§ What the task asks: Write the records out once more, so that nothing differs from the original.

§ Dataset entries:
= Beginning of Section =

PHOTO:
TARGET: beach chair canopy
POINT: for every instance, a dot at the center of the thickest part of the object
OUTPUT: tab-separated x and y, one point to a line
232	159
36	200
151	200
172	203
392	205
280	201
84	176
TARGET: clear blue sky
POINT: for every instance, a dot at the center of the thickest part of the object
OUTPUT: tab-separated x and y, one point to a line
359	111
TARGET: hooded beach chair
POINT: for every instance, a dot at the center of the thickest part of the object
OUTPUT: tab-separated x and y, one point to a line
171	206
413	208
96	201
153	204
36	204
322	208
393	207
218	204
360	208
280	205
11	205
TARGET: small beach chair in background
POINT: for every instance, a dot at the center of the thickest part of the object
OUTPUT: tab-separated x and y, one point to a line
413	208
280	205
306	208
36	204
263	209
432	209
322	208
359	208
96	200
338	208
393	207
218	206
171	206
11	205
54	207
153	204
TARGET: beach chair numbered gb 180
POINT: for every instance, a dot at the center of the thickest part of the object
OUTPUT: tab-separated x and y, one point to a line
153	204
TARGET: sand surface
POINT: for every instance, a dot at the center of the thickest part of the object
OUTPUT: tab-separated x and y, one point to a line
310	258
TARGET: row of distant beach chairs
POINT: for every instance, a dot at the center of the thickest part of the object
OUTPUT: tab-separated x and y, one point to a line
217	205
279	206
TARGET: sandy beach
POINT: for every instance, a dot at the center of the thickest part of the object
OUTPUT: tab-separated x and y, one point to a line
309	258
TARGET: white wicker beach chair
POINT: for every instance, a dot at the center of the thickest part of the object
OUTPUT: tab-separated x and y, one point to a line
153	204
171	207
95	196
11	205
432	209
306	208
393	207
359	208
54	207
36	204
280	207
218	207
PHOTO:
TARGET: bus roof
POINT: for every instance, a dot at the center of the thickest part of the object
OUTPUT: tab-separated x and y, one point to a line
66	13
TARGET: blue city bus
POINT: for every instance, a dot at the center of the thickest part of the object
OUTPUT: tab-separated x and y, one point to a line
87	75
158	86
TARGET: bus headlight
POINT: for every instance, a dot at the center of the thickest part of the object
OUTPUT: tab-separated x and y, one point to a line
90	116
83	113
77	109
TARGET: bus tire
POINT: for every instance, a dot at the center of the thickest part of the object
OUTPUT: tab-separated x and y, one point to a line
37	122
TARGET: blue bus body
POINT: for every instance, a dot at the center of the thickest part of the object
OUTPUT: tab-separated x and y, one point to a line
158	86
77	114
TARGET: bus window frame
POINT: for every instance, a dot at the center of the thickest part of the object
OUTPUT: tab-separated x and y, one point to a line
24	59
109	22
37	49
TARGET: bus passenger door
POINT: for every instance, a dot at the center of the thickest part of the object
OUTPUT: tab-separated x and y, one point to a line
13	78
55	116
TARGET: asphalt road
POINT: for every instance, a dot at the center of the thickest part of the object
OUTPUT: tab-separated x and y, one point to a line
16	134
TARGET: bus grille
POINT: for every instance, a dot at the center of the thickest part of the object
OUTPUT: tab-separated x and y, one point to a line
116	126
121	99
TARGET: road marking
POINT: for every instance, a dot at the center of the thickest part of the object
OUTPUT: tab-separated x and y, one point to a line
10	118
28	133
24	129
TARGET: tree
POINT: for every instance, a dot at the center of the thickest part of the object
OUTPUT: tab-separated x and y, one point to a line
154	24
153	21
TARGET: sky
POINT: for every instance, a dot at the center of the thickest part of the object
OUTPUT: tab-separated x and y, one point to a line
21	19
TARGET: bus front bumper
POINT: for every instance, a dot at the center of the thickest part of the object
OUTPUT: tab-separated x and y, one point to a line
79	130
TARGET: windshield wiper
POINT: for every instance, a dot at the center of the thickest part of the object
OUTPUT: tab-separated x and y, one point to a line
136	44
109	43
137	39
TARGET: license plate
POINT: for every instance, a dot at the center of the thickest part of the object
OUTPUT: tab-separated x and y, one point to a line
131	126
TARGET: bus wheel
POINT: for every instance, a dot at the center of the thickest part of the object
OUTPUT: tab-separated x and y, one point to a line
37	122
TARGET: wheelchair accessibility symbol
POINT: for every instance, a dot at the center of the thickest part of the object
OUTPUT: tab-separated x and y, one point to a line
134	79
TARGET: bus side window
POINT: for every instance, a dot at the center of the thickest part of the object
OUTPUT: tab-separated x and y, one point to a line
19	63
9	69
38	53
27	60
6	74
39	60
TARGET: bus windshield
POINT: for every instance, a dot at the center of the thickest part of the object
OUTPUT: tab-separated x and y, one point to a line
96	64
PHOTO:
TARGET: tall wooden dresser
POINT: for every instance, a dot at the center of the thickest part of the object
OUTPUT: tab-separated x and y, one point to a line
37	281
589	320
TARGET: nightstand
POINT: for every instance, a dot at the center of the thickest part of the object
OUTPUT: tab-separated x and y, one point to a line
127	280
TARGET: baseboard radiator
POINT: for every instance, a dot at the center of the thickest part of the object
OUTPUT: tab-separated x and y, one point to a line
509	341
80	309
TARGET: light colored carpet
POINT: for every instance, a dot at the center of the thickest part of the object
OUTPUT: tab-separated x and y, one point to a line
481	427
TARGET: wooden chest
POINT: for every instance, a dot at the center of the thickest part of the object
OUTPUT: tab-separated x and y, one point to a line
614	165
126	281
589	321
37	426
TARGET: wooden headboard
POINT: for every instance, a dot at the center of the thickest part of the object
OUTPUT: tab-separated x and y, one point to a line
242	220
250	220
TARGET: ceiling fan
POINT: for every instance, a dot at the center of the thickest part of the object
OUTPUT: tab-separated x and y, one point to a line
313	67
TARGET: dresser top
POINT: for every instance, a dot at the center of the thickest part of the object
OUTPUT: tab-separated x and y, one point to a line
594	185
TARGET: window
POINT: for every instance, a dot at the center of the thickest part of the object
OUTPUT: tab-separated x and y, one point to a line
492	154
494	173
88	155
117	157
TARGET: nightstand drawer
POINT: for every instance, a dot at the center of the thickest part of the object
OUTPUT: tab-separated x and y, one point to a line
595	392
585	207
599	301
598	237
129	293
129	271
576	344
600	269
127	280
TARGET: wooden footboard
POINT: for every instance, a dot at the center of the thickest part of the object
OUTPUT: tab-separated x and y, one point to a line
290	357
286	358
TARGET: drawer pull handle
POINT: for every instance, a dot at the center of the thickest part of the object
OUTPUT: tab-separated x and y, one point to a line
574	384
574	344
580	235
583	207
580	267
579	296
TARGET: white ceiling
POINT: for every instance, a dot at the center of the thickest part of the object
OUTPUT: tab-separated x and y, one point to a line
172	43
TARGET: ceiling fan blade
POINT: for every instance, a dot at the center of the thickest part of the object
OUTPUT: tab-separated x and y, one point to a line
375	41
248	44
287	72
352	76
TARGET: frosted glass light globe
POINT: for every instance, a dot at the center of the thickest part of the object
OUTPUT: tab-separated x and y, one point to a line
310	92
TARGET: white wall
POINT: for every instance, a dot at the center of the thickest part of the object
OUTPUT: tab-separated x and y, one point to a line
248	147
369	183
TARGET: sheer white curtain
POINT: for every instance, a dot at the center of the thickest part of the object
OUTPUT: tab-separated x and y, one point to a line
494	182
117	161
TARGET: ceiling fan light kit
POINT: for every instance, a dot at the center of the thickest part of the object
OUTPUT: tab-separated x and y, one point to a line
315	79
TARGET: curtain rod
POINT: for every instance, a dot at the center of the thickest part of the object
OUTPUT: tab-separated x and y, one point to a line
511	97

= End of Section =

§ Task answer:
PHOTO:
TARGET: beach chair canopy
POINT: for every instance, a dot at the center of the thickest part of the object
OUTPUT: tab-separated x and y, one point to a line
232	159
36	200
151	200
172	203
392	205
280	201
84	176
TARGET: clear blue sky
POINT: for every instance, a dot at the center of the thickest part of the object
OUTPUT: tab-separated x and y, one point to a line
359	111
TARGET: hooded beach chair
POINT: for every instance, a dot at the center of the thickest part of the object
OUTPUT: tab-separated x and y, one point to a line
171	206
413	208
96	201
153	204
36	204
322	208
393	207
218	204
360	208
280	205
11	205
TARGET: small beach chair in background
POINT: for every instance, a dot at the center of the thickest part of the object
OUTPUT: tab-separated x and y, one point to a line
413	208
280	205
306	208
36	204
263	209
432	209
322	208
359	208
96	200
338	208
393	207
218	206
171	206
11	205
54	207
153	204
TARGET: beach chair numbered gb 180
POINT: for every instance, a dot at the center of the thickest part of the object
OUTPUT: tab-separated x and y, one point to a line
153	204
TARGET: sand surface
POINT: for every instance, a dot at the center of the thickest part of the object
OUTPUT: tab-separated x and y, one point to a line
310	258
TARGET: row of distant beach chairs
POINT: for every instance, a dot at the center of the thickest part of the object
OUTPUT: tab-separated x and y, one point to a line
217	205
279	206
TARGET: sandy beach
POINT: for every instance, a dot at the center of the thickest part of the object
OUTPUT: tab-separated x and y, one point to a line
309	258
TARGET: white wicker beach chair
POINT: for every instance, a dot at the center of the thickest part of the object
OUTPUT: tab-separated x and y, one point to a line
153	204
171	207
95	196
11	205
432	209
306	208
393	207
359	208
54	207
36	204
280	207
218	207
PHOTO:
TARGET: bus roof
POINT: for every instance, a dot at the center of the thickest part of the object
OUTPUT: tab-separated x and y, one point to a line
66	13
TARGET: blue city bus
POINT: for every instance, a dot at the center of the thickest part of the object
OUTPUT: tab-separated x and y, one point to a line
87	75
158	86
TARGET: bus headlight
POINT: for every instance, a dot at the center of the thickest part of the object
OUTPUT: tab-separated x and y, one point to a line
90	116
83	113
77	109
TARGET: bus tire
POINT: for every instance, a dot at the center of the thickest part of the object
OUTPUT: tab-separated x and y, one point to a line
37	122
TARGET: blue bus body
POINT: for every instance, a dot at the center of the thickest part of the object
OUTPUT: tab-separated x and y, one point to a line
158	86
77	114
TARGET: bus window frame
POINT: for every instance, a dot at the center of the thickest part of the object
OUTPUT: tab-separated x and y, one point to a line
24	59
109	22
37	49
TARGET: bus passenger door
POINT: for every instance, a dot at the center of the thickest part of the object
OUTPUT: tab-separated x and y, one point to a line
13	78
55	116
TARGET: asphalt road
POINT: for every instance, a dot at the center of the thickest part of the object
OUTPUT: tab-separated x and y, one point to a line
16	134
TARGET: bus grille
POINT: for every instance, a dot at the center of the thickest part of the object
OUTPUT: tab-separated x and y, one point to a line
116	126
121	99
TARGET: road marking
POINT: for every instance, a dot at the center of the thickest part of the object
OUTPUT: tab-separated x and y, one point to a line
10	118
28	133
24	129
TARGET: tree
POINT: for every instance, a dot at the center of the thickest part of the object
OUTPUT: tab-separated x and y, one point to a line
154	24
153	21
TARGET: sky
POINT: for every instance, a dot at the center of the thickest part of the object
OUTPUT: tab-separated x and y, one point to a line
21	19
TARGET: bus front bumper
POINT: for every instance, a dot at the center of the thickest part of the object
OUTPUT: tab-separated x and y, one point to a line
79	130
TARGET: windshield wiper
POINT: for every instance, a dot at the center of the thickest part of the object
OUTPUT: tab-separated x and y, one point to a line
136	44
109	43
137	39
TARGET: license plate
POINT: for every instance, a dot at the center of the thickest part of the object
OUTPUT: tab-separated x and y, one point to a line
131	126
TARGET: bus wheel
POINT: for every instance, a dot at the center of the thickest part of the object
OUTPUT: tab-separated x and y, one point to a line
37	122
TARGET: wheelchair accessibility symbol
POINT: for every instance, a dot at the center of the thickest part of the object
OUTPUT: tab-separated x and y, one point to a line
134	79
TARGET: bus side window
POINT: for every instance, a dot at the center of the thickest part of the object
OUTPUT: tab-separated x and y, one point to a line
19	63
9	69
38	53
27	60
6	74
39	60
TARGET: bus windshield
POINT: for every instance, a dot at the center of the thickest part of the object
OUTPUT: tab-separated x and y, one point to a line
96	64
PHOTO:
TARGET: tall wooden dresser
POINT: for every instance, a dot at the center of the thickest part of the object
OUTPUT: tab-separated x and y, one point to a line
37	281
589	320
TARGET: nightstand
POINT: for every instance, a dot at the center of the thickest part of the object
OUTPUT: tab-separated x and y, one point to a line
127	280
TARGET: baseboard radiator
POINT: for every instance, a dot at the center of the thickest part of the object
OUTPUT: tab-separated x and y, one point to a line
509	341
80	309
TARGET: light colored carpet
POINT: for every instance, a dot at the center of the thickest part of the object
OUTPUT: tab-separated x and y, one point to a line
481	427
TARGET: wooden chest
POINT: for every instance, a dot at the center of the thickest part of the object
OUTPUT: tab-separated x and y, one point to a line
614	165
126	281
589	321
37	426
TARGET: wooden headboard
POINT: for every instance, a dot at the center of the thickest part of the object
OUTPUT: tab-separated x and y, one point to a line
242	220
250	220
TARGET: ceiling fan
POINT: for every instance, a dot at the center of the thickest part of the object
OUTPUT: tab-separated x and y, one point to a line
313	67
TARGET: dresser top
POINT: for every instance, a dot at the center of the thickest part of the object
OUTPUT: tab-separated x and y, one point to a line
594	185
TARGET: window
POINT: for every instance, a dot at the center of the thickest part of the object
OUTPUT: tab-separated x and y, one point to a line
492	154
494	173
88	155
117	157
TARGET: nightstand drawer
POINT: for every instance, a dot at the center of the thickest part of the object
OUTPUT: tab-separated x and y, one point to a line
595	392
585	207
599	301
598	237
129	293
129	271
576	344
600	269
127	280
TARGET: wooden footboard
POINT: for every instance, a dot at the center of the thickest part of the object
OUTPUT: tab-separated x and y, one point to a line
290	357
286	358
TARGET: drawer pull handle
POINT: for every instance, a dot at the center of the thickest part of the object
OUTPUT: tab-separated x and y, one point to a line
574	384
574	344
580	235
583	207
580	267
579	296
TARGET: white ceiling
POINT: for every instance, a dot at the center of the thickest part of the object
OUTPUT: tab-separated x and y, one point to a line
172	43
TARGET: ceiling fan blade
POINT: for every instance, a dot at the center of the thickest part of the object
OUTPUT: tab-separated x and y, one point to a line
375	41
248	44
287	72
352	76
TARGET: frosted glass light globe
POINT: for every instance, a dot at the center of the thickest part of the object
OUTPUT: tab-separated x and y, one point to a line
310	92
TARGET: white wall
POINT: for every instance, a dot at the center of the thickest part of the object
OUTPUT: tab-separated x and y, one point to a line
248	147
369	183
TARGET: sheer white curtain
POINT: for every instance, a dot at the center of the thickest part of the object
OUTPUT: tab-separated x and y, one point to a line
494	182
117	161
TARGET: ceiling fan light kit
POINT: for every instance, a dot at the center of the thickest part of the object
OUTPUT: tab-separated x and y, one point to a line
315	79
TARGET: curtain rod
POINT: for every instance, a dot at the center of the thickest part of the object
OUTPUT: tab-separated x and y, one point to a line
511	97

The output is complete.